Entries provided:
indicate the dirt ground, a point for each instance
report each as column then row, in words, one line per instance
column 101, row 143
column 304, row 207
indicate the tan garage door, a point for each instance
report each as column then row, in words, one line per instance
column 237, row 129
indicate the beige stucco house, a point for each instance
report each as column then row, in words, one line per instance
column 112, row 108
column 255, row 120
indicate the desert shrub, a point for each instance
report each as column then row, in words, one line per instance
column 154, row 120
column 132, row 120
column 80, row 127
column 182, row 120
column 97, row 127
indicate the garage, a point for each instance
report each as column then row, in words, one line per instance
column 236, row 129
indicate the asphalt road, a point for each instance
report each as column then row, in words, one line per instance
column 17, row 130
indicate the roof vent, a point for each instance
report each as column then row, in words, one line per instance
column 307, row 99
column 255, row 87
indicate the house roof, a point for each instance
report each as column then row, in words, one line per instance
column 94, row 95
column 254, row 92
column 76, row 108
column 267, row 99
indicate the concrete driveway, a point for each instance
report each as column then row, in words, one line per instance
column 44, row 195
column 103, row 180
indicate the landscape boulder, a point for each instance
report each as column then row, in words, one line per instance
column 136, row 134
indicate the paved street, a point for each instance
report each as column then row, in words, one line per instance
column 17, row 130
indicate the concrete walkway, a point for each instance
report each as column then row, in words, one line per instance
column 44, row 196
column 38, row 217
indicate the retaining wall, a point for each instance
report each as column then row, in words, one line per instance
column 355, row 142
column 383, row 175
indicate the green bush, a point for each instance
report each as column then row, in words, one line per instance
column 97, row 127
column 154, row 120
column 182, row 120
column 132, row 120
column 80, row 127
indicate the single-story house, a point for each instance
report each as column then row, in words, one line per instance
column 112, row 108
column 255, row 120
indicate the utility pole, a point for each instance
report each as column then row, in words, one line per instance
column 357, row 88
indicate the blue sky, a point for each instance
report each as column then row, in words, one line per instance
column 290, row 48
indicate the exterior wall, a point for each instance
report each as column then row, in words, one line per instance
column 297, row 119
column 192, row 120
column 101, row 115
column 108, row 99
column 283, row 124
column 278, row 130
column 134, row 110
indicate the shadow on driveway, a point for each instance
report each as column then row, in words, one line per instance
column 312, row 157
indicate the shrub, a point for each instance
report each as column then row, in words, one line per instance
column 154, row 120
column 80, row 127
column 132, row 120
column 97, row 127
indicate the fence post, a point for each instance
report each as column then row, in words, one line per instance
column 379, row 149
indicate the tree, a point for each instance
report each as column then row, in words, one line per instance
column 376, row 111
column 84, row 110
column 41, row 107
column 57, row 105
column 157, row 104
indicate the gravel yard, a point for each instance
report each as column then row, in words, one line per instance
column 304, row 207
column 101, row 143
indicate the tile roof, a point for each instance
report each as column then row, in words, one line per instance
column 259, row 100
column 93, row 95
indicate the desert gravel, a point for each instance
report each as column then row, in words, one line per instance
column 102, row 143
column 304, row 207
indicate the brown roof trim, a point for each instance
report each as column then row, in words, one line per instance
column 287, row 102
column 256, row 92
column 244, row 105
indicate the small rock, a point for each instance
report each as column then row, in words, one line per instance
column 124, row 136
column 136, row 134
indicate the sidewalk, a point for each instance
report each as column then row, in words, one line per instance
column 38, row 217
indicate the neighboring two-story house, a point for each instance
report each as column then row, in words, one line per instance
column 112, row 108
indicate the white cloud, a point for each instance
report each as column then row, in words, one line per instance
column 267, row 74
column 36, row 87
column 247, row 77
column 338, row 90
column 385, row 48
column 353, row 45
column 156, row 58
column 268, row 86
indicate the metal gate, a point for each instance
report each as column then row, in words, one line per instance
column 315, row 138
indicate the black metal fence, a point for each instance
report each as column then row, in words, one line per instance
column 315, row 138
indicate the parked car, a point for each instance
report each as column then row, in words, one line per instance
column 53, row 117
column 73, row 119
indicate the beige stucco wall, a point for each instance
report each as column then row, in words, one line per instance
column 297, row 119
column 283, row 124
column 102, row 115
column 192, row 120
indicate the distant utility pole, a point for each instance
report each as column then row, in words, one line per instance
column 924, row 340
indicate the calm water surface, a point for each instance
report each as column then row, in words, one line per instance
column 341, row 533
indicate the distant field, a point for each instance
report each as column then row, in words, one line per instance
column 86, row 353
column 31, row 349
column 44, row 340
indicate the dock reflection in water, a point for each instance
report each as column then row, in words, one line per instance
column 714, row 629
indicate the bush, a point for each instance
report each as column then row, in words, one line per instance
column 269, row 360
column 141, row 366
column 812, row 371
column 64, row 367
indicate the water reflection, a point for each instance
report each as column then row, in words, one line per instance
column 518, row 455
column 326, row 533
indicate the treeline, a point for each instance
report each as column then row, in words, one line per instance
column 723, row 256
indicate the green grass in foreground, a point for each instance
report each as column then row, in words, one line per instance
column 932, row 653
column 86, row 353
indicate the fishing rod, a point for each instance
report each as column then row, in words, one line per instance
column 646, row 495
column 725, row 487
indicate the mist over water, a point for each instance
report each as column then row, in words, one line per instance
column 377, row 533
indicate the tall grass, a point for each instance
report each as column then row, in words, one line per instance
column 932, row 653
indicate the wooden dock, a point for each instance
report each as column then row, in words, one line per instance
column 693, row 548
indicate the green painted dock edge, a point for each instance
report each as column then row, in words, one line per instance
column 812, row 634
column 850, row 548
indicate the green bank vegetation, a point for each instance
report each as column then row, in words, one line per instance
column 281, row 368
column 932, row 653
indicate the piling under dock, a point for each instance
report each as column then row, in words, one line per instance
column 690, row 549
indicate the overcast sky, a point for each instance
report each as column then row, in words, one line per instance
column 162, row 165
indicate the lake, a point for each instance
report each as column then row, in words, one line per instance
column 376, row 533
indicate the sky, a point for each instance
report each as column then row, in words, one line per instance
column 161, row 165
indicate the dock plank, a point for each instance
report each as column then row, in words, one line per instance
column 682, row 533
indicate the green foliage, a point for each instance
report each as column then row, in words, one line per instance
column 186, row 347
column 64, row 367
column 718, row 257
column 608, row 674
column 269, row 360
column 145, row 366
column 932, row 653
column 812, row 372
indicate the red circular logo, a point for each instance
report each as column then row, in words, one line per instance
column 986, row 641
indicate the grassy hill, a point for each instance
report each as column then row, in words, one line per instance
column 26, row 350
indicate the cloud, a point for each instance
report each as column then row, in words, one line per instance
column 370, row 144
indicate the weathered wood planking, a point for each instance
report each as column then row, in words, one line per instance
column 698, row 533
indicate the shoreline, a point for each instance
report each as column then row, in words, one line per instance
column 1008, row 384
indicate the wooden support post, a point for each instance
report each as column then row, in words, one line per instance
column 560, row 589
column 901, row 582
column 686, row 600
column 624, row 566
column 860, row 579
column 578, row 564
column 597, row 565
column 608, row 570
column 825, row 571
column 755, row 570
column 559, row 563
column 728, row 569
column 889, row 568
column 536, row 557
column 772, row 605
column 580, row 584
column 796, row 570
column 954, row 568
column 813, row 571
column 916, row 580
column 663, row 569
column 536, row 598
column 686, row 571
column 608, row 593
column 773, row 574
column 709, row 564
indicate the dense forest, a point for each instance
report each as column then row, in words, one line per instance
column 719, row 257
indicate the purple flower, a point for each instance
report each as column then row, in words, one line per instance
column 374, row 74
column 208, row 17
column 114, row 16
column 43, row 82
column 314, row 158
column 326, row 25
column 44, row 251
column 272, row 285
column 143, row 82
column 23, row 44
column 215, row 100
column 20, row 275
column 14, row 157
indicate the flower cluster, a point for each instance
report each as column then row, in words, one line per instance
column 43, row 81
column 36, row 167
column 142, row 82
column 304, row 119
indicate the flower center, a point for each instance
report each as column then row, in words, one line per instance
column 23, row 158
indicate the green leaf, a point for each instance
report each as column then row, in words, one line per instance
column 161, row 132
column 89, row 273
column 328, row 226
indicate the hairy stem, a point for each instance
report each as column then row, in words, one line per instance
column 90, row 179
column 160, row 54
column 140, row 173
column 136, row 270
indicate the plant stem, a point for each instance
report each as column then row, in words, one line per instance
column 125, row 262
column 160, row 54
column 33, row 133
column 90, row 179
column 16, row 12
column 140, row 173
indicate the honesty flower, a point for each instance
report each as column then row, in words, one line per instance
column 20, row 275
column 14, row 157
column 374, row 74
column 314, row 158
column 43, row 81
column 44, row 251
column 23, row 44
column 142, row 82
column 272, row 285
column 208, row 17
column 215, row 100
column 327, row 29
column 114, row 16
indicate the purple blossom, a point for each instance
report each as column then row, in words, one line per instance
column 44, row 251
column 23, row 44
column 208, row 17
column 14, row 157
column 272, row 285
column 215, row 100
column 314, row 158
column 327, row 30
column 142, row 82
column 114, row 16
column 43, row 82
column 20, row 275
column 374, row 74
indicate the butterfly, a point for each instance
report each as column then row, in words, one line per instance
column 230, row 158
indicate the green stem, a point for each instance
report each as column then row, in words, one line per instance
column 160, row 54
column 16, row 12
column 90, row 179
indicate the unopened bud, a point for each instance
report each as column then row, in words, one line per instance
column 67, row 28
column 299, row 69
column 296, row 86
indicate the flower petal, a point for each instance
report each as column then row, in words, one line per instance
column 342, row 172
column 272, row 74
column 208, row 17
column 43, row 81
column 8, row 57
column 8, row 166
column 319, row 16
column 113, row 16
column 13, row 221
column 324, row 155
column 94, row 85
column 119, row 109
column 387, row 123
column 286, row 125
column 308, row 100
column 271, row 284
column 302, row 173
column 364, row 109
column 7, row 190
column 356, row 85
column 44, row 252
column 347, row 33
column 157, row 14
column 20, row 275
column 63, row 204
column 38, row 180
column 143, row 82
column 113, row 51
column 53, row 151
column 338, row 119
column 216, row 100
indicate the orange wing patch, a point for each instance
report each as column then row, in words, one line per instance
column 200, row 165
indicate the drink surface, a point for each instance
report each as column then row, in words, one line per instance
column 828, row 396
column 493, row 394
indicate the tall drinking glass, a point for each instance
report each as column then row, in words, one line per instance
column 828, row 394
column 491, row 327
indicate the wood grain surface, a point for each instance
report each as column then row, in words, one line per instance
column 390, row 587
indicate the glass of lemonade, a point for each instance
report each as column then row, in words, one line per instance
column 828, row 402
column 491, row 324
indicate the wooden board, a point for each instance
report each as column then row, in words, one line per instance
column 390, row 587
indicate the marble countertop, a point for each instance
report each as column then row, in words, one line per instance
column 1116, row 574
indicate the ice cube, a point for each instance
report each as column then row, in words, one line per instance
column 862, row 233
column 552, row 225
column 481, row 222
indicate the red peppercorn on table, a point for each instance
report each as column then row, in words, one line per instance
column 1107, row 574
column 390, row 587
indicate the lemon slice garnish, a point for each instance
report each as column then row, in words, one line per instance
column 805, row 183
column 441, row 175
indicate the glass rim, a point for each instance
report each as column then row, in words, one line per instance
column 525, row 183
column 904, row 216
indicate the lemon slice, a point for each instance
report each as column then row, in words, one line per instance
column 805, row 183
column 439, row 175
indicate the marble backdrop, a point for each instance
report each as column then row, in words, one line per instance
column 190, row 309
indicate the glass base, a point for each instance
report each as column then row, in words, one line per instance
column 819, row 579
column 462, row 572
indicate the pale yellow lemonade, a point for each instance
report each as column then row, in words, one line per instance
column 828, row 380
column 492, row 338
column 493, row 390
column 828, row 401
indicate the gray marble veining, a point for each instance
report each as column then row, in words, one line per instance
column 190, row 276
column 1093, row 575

What needs to be done:
Please copy, without any change, the lines of the material from the first through the one containing "indicate the tan". Write nothing else.

Task response:
indicate the dirt ground, a point for each instance
report each as column then row, in words, one line per instance
column 101, row 143
column 304, row 207
indicate the tan garage door, a point for each instance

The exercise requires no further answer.